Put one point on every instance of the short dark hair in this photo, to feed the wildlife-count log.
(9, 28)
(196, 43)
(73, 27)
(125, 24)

--------

* **Exercise description**:
Your task is to repeat every entry exactly.

* **Correct response**:
Put one point on every instance of the short dark hair in this photo, to feed the wildlife-count log.
(9, 28)
(196, 43)
(73, 27)
(125, 24)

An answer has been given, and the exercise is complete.